RARE Daily

FDA Grants Rare Pediatric Disease Designation to Tonix TNX-2900 for Prader-Willi Syndrome

March 25, 2024

Rare Daily Staff

The U.S. Food and Drug Administration has granted Rare Pediatric Disease Designation to Tonix Pharmaceuticals’ TNX-2900 to treat Prader-Willi syndrome in children and adolescents.

TNX-2900 is a proprietary magnesium-potentiated formulation of intranasal oxytocin, a naturally occurring hormone that reduces appetite and eating.

Prader-Willi syndrome (PWS) is the most common genetic cause of life-threatening childhood obesity and affects males and females with equal frequency. PWS results from the absence of expression of a group of genes on the paternally acquired chromosome 15. The hallmarks of PWS are lack of suckling in newborns and, in children and adolescents, severe hyperphagia – an overriding physiological drive to eat, leading to severe obesity and other complications associated with significant mortality. A systematic review of the morbidity and mortality as a consequence of hyperphagia in PWS found that the average age of death in PWS was 22.1 years. There is no approved medication to treat poor feeding in newborns or hyperphagia in children and adolescents with PWS.

Oxytocin has potent effects in correcting behavioral characteristics of the Magel2 knock-out mouse model for PWS and autism. Six clinical trials have investigated intranasal oxytocin as a treatment in pediatric patients with PWS. Four studies showed evidence for improvement in PWS-related behaviors/symptoms; three clinical studies reported evidence for improvement in hyperphagia; and one clinical study showed an improvement in sucking in infants.

TNX-2900 is based on Tonix’s patented intranasal Mg2+-potentiated oxytocin formulation intended for use by children and adolescents. This formulation is believed to enhance the potency of oxytocin as well as increase specificity for oxytocin receptors relative to vasopressin receptors, potentially reducing unwanted side effects from activating vasopressin receptors.

◆ What to work on ◆
Reproduce the following passage from the article on the TNX-2900 designation for Prader-Willi syndrome exactly as it appears, starting at "Rare Daily Staff" and ending at "appetite and eating.".

◆ Data ◆
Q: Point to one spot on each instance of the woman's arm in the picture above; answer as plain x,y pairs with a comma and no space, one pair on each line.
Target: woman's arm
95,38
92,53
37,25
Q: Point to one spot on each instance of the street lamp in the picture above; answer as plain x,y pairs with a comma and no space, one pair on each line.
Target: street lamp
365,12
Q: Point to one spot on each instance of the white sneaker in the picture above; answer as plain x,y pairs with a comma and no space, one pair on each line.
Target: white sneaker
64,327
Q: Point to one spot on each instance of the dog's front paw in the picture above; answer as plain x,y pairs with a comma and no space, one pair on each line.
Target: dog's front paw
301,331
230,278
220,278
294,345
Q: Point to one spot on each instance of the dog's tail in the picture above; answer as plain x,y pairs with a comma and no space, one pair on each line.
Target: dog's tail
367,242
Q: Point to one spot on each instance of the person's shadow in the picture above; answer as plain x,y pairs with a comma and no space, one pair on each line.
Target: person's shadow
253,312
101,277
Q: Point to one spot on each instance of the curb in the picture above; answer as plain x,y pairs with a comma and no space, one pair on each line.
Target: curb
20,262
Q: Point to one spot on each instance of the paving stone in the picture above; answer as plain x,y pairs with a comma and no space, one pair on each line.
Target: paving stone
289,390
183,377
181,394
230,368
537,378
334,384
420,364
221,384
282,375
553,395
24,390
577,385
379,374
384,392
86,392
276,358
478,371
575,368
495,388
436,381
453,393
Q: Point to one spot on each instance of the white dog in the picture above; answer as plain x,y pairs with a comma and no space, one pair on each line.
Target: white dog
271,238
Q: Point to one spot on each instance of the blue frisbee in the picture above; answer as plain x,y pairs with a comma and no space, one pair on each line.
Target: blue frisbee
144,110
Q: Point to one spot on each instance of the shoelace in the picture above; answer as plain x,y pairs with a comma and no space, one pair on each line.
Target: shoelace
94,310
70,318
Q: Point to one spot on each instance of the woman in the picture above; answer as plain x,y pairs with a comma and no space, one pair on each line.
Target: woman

◆ Solution to this task ◆
Rare Daily Staff

The U.S. Food and Drug Administration has granted Rare Pediatric Disease Designation to Tonix Pharmaceuticals’ TNX-2900 to treat Prader-Willi syndrome in children and adolescents.

TNX-2900 is a proprietary magnesium-potentiated formulation of intranasal oxytocin, a naturally occurring hormone that reduces appetite and eating.